• [Goal 1]: In the biography of Kathryn H. Vratil, whom did she serve as a law clerk, and in what years?
• [Goal 2]: Write the next part of the biography of Kathryn H. Vratil, picking up right after its final sentence.

• [Document section]:
Chief Judge of the United States District Court for the District of Kansas
- In office 2008–2014
- Preceded by: John Watson Lungstrum
- Succeeded by: J. Thomas Marten

Judge of the United States District Court for the District of Kansas
- In office October 9, 1992 – April 22, 2014
- Appointed by: George H. W. Bush
- Preceded by: Earl Eugene O'Connor
- Succeeded by: Holly Teeter

Personal details
- Born: Kathryn Louise Hoefer April 21, 1949 (age 76) Manhattan, Kansas, U.S.
- Education: University of Kansas (BA, JD)

= Kathryn H. Vratil =

American judge (born 1949)

Kathryn Hoefer Vratil (born April 21, 1949) is a senior United States district judge of the United States District Court for the District of Kansas.

==Education and career==

Vratil was born in Manhattan, Kansas. She received a Bachelor of Arts degree from the University of Kansas in 1971 and a Juris Doctor from the University of Kansas School of Law in 1975. She was a law clerk for Judge Earl Eugene O'Connor of the United States District Court for the District of Kansas from 1975 to 1978. She was in private practice in Kansas City, Kansas from 1978 to 1992. She was a judge on the Municipal Court of the City of Prairie Village, Kansas from 1990 to 1992.

• [Data excerpt]:
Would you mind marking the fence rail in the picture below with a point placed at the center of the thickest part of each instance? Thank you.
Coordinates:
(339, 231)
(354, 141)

• [Exercise response 1]: She clerked for Judge Earl Eugene O'Connor of the United States District Court for the District of Kansas from 1975 to 1978.

• [Exercise response 2]:
===Federal judicial service===

On July 28, 1992, Vratil was nominated by President George H. W. Bush to a seat on the United States District Court for the District of Kansas vacated by Earl Eugene O'Connor. She was confirmed by the United States Senate on October 8, 1992, and received her commission on October 9, 1992. She became chief judge in 2008 and served in that capacity until she assumed senior status on April 22, 2014.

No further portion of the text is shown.